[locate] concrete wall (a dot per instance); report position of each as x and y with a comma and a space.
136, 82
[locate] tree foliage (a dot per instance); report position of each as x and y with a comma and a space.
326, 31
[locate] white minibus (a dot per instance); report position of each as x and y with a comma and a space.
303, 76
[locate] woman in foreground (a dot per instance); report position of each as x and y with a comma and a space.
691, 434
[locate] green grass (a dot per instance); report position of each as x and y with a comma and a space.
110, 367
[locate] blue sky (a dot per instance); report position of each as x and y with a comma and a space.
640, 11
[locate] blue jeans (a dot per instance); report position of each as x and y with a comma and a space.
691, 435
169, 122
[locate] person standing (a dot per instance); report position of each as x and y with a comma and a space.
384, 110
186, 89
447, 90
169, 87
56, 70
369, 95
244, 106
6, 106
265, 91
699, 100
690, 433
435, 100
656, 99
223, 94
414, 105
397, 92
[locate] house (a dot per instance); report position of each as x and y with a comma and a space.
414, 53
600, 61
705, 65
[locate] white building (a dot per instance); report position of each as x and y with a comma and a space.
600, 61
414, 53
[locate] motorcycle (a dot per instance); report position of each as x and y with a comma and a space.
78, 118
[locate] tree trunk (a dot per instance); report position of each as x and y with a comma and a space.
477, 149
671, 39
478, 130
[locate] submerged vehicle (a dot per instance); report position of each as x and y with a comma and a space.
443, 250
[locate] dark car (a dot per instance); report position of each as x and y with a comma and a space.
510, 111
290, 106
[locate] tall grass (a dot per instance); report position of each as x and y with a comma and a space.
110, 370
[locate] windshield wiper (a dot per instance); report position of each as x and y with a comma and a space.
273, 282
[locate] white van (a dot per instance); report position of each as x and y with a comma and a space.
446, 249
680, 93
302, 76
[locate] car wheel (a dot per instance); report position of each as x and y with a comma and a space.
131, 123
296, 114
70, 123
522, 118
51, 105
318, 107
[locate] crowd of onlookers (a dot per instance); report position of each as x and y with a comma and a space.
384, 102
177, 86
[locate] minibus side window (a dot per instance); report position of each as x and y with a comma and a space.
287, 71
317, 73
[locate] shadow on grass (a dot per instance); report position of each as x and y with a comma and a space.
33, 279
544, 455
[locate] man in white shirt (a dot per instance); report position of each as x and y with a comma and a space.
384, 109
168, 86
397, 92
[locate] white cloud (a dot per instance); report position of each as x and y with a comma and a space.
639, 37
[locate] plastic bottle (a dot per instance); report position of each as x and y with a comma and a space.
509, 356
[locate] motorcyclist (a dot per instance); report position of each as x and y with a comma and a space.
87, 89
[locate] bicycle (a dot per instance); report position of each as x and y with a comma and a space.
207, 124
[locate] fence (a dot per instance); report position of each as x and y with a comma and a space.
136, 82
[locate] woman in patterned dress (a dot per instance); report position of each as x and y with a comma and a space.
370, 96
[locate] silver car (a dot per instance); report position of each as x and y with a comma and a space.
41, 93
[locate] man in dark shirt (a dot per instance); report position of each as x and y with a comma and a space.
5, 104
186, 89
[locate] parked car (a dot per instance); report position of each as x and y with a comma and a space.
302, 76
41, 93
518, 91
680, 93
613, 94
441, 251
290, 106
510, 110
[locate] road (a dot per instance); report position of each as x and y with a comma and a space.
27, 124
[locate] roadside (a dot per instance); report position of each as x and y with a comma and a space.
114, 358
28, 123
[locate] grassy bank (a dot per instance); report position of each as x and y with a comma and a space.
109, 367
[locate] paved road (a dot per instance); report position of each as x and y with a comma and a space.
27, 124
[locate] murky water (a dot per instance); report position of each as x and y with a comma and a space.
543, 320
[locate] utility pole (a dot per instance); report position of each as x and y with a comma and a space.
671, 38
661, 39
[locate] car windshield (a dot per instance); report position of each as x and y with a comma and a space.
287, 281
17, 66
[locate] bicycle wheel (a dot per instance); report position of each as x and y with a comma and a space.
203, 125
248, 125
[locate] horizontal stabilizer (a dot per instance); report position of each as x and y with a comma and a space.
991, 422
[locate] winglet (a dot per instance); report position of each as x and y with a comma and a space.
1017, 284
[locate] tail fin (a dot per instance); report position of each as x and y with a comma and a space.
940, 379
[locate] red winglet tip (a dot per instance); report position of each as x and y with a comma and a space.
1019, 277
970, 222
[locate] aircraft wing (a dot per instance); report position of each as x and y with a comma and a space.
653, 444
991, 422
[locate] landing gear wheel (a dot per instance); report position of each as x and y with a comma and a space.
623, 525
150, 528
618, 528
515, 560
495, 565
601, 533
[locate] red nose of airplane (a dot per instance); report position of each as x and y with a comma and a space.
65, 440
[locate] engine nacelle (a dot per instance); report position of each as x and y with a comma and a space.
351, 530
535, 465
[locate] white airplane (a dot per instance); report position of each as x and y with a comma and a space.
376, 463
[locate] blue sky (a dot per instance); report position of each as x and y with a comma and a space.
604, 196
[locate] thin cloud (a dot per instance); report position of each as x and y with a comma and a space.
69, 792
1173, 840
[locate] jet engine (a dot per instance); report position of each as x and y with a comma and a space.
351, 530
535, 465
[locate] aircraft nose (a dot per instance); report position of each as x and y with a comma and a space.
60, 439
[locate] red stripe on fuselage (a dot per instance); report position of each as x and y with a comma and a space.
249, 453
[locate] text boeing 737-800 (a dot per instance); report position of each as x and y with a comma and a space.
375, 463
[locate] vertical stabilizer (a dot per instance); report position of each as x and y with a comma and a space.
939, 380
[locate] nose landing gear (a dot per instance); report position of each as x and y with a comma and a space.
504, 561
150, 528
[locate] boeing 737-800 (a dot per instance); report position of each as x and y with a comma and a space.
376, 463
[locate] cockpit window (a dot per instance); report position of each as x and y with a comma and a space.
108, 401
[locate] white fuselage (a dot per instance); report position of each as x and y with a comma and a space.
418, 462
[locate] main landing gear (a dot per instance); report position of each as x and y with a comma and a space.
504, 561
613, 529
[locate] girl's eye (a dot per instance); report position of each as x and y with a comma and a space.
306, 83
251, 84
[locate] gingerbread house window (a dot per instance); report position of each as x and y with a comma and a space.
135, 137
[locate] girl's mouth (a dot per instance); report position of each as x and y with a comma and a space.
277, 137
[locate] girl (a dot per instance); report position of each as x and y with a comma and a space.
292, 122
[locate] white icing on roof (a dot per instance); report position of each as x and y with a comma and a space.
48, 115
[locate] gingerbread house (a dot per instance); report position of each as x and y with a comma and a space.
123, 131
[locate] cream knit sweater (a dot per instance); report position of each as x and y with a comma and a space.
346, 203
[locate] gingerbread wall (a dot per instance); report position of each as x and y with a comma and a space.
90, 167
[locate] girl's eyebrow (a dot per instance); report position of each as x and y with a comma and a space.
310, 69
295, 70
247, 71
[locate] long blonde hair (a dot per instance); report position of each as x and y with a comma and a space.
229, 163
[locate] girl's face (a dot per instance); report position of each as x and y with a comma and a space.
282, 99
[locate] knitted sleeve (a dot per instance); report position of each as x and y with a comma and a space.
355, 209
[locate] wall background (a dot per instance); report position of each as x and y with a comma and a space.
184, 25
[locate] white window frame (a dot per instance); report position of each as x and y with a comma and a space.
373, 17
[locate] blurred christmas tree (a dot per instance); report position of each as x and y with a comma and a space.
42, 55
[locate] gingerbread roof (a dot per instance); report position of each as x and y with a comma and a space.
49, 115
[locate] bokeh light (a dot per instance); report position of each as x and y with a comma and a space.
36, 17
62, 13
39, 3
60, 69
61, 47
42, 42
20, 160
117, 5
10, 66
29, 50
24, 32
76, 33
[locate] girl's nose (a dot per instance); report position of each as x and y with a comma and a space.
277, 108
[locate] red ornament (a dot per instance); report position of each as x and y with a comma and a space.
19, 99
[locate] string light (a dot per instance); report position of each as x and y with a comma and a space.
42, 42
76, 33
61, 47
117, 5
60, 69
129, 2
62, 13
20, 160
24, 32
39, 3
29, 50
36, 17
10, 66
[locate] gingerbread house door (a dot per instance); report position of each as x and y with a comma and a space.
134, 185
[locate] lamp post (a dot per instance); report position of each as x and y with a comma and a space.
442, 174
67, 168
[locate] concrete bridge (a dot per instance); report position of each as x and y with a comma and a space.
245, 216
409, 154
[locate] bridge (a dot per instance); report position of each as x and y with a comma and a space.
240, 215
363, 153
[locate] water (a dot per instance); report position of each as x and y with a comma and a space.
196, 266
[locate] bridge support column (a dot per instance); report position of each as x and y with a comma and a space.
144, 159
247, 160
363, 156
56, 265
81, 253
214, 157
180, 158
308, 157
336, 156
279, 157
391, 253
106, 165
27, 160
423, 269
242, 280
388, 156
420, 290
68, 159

** Exercise objective **
Starting from the line that contains "[locate] bridge (a", transcribe each line to the end of the records above. Please add nothing.

** Written answer **
[locate] bridge (a dot per instance); report position of each as x and y with a comma and a space.
240, 215
363, 153
[locate] water (a dot per instance); report position of each as x and y with a comma and a space.
196, 266
[locate] bridge support column (a dot per instance); report position of each as x and y with a comma and a space.
144, 159
247, 160
363, 156
56, 265
81, 253
214, 157
180, 158
308, 157
336, 156
279, 157
391, 253
106, 165
27, 160
423, 269
242, 280
388, 156
420, 290
68, 159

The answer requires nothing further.